TEXT EXCERPT |
___
What’s the bigger hazard: a commercial airliner or a mosquito?
Were you to base your choice on the size of the hazard the answer would be stunningly obvious: it’s the jet. Comparing it to a mosquito is like comparing a hammer to the COVID virus. But that’s not how you compare hazards and decide which ones to pay the most attention to.
So how do you make that choice?
One basis for comparison is to consider the potential harm a hazard can cause. You take COVID a lot more seriously than you do a hammer, and for good reason: the virus is a very serious hazard that has caused serious illness and death. So can an airplane.
But so can a pesky little mosquito, by carrying and transmitting disease.
As to which of those two airborne hazards actually does the greatest harm, in a year’s time, on our planet upwards of a million people die from health hazards spread by mosquitoes; as many as seven hundred million more suffer serious harm.
On that basis, the answer to what is the bigger hazard is becomes stunningly obvious: it’s the mosquito. It might be the biggest hazard on the planet.
But what if diseases carried by mosquitoes are very rare where you live?
If you fly on planes all the time, but rarely travel to places where malaria is prevalent, the commercial airliner would be the bigger hazard – for you. In that case, the answer is based on your personal exposure to the hazard.
As to the point served by this exercise, it’s really simple. Whether we realize it or not, we all regularly compare hazards, deciding which ones to pay close attention to, and which ones not to worry about. We do that by comparing potential severity, data, and personal exposure.
And the more we understand that process, the better we’ll be at recognizing what can harm us.
___
INPUT DATA |
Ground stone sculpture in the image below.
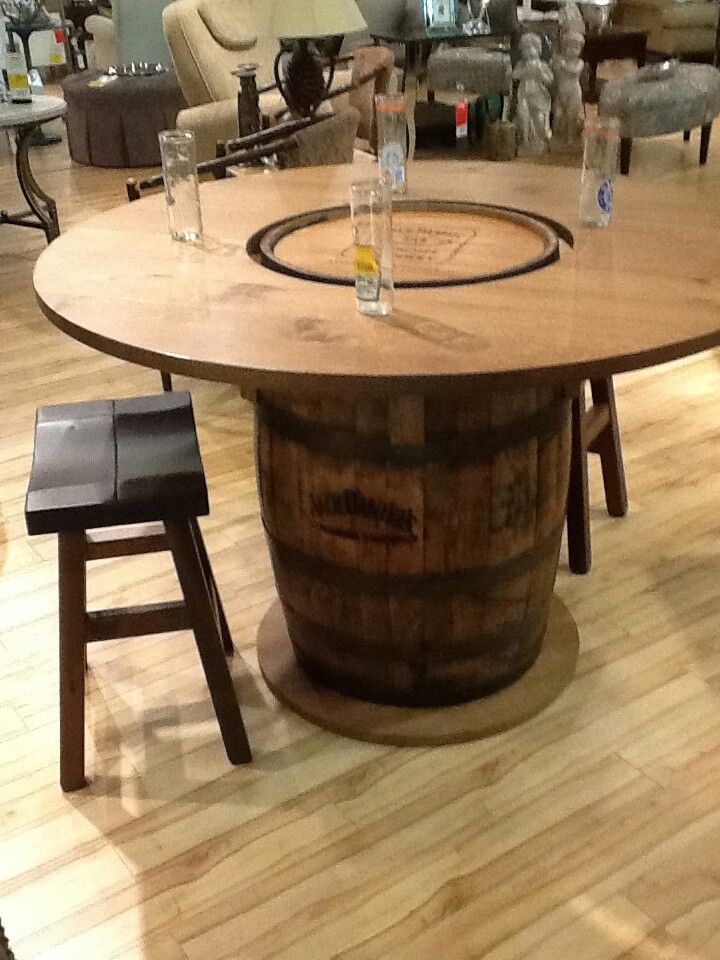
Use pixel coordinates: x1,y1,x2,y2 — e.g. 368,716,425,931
513,33,553,156
552,30,585,153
___
WORK INSTRUCTIONS |
- 1) According to the passage on comparing hazards, how many people die each year from health hazards spread by mosquitoes?
- 2) List the things that, according to the passage on comparing hazards, we compare when deciding which hazards deserve close attention.
- 3) Transcribe the passage on comparing hazards from "But so can a" up to and including "suffer serious harm.".

SOLUTIONS FOR EACH TASK |
- 1) Upwards of a million people.

- 2)
- Potential severity
- Data
- Personal exposure

- 3)
But so can a pesky little mosquito, by carrying and transmitting disease.
As to which of those two airborne hazards actually does the greatest harm, in a year’s time, on our planet upwards of a million people die from health hazards spread by mosquitoes; as many as seven hundred million more suffer serious harm.